## Aim
Reproduce the following data line for line, without altering anything.

## Excerpts of annotation records
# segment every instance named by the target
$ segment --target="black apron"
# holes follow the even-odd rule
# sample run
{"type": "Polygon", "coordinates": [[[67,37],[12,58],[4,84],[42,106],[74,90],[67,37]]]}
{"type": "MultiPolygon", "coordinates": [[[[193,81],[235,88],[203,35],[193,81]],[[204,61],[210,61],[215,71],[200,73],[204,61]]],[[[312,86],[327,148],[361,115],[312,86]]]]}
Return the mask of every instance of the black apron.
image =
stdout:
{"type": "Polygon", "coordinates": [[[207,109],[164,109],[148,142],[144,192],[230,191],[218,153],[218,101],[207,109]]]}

## Exercise output
# segment every instance named by the target
$ segment --target="black apron"
# holes follow the even-odd rule
# sample run
{"type": "Polygon", "coordinates": [[[67,37],[12,58],[4,84],[42,106],[74,90],[67,37]]]}
{"type": "MultiPolygon", "coordinates": [[[[193,81],[235,88],[203,35],[193,81]],[[204,61],[210,61],[215,71],[200,73],[204,61]]],[[[312,86],[327,148],[361,115],[312,86]]]]}
Return the mask of every instance of the black apron.
image =
stdout:
{"type": "Polygon", "coordinates": [[[207,109],[164,109],[148,142],[144,192],[230,191],[218,153],[218,101],[207,109]]]}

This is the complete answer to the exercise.